§ Selected text:
——
# COGIC and Black People



## Average Joey (Dec 7, 2006)

I have a strong sorrow for many black people where I work who are involved in this mess.Many I would consider my friends.With some I have become pretty close with.They are very easy to debate with but end up being even more hardened most of the time.One in particular who has possibly had his ears/eyes open(God please be willing).Any advice on evengelizing or experiencing seeing some come out of this heretic church?I pray that the gospel sword strikes deep into the hearts of the black culture here in america.


P.S.The one who has possibly had his eyes opened is named Arlen.Please give a prayer or keep him in prayer.


----------



## turmeric (Dec 8, 2006)

Get them some literature (or better yet) some music from the Sovereign Grace churches. If you know of such a church in the area, maybe take Arlen there. They may not be Reformed with a capital "R", but then again they're not modalists, aren't believers in baptismal regeneration, and they aren't Arminian. Also, there are probably going to be more black people there than at the average Presbyterian church, sad to say.


----------



## ChristopherPaul (Dec 8, 2006)

<sigh>

COGC?


----------



## Average Joey (Dec 8, 2006)

ChristopherPaul said:


> <sigh>
> 
> COGC?



Church Of God In Christ


----------



## Formerly At Enmity (Dec 8, 2006)

turmeric said:


> Get them some literature (or better yet) some music from the Sovereign Grace churches. If you know of such a church in the area, maybe take Arlen there. They may not be Reformed with a capital "R", but then again they're not modalists, aren't believers in baptismal regeneration, and they aren't Arminian. Also, there are probably going to be more black people there than at the average Presbyterian church, sad to say.
——
§ Data supplied:
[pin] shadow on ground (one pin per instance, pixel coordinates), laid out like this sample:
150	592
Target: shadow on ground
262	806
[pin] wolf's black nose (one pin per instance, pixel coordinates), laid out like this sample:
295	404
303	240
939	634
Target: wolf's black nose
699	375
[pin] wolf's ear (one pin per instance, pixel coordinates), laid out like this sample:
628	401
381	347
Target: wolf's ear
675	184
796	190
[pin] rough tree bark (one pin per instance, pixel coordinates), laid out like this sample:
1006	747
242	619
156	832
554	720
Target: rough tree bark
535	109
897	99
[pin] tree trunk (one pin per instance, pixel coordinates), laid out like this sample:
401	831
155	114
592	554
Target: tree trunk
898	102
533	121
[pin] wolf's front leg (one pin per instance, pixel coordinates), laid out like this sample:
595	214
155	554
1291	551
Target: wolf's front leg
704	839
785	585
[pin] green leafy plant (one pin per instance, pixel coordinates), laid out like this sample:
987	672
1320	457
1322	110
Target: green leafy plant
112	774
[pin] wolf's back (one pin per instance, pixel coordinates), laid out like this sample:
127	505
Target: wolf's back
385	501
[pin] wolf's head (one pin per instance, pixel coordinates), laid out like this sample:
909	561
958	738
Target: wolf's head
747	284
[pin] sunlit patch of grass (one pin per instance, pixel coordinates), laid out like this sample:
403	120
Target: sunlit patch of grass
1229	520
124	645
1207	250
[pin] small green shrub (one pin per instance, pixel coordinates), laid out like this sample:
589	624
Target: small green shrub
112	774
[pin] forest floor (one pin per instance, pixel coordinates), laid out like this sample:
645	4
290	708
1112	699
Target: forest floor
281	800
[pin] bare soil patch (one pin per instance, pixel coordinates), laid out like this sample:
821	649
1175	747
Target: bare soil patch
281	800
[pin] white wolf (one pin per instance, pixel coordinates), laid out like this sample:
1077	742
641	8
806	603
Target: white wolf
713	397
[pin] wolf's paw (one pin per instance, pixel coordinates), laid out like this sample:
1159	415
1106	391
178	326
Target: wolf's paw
——
§ Required work:
**1)** Using the thread, decide whether each statement agrees with it: (a) turmeric suggests taking Arlen to a Sovereign Grace church; (b) Average Joey says none of the black people at work are friends; (c) turmeric describes the Sovereign Grace churches as Arminian. Answer yes or no for each, quoting the words of the thread that settle it.
**2)** Retype the stretch of the entries from the line containing "[pin] wolf's front" through the end of the entries.
The thread and the entries are unrelated to each other.

§ The answers:
**1)**
(a) Yes: "If you know of such a church in the area, maybe take Arlen there."
(b) No: "Many I would consider my friends."
(c) No: "and they aren't Arminian."

**2)**
[pin] wolf's front leg (one pin per instance, pixel coordinates), laid out like this sample:
595	214
155	554
1291	551
Target: wolf's front leg
704	839
785	585
[pin] green leafy plant (one pin per instance, pixel coordinates), laid out like this sample:
987	672
1320	457
1322	110
Target: green leafy plant
112	774
[pin] wolf's back (one pin per instance, pixel coordinates), laid out like this sample:
127	505
Target: wolf's back
385	501
[pin] wolf's head (one pin per instance, pixel coordinates), laid out like this sample:
909	561
958	738
Target: wolf's head
747	284
[pin] sunlit patch of grass (one pin per instance, pixel coordinates), laid out like this sample:
403	120
Target: sunlit patch of grass
1229	520
124	645
1207	250
[pin] small green shrub (one pin per instance, pixel coordinates), laid out like this sample:
589	624
Target: small green shrub
112	774
[pin] forest floor (one pin per instance, pixel coordinates), laid out like this sample:
645	4
290	708
1112	699
Target: forest floor
281	800
[pin] bare soil patch (one pin per instance, pixel coordinates), laid out like this sample:
821	649
1175	747
Target: bare soil patch
281	800
[pin] white wolf (one pin per instance, pixel coordinates), laid out like this sample:
1077	742
641	8
806	603
Target: white wolf
713	397
[pin] wolf's paw (one pin per instance, pixel coordinates), laid out like this sample:
1159	415
1106	391
178	326
Target: wolf's paw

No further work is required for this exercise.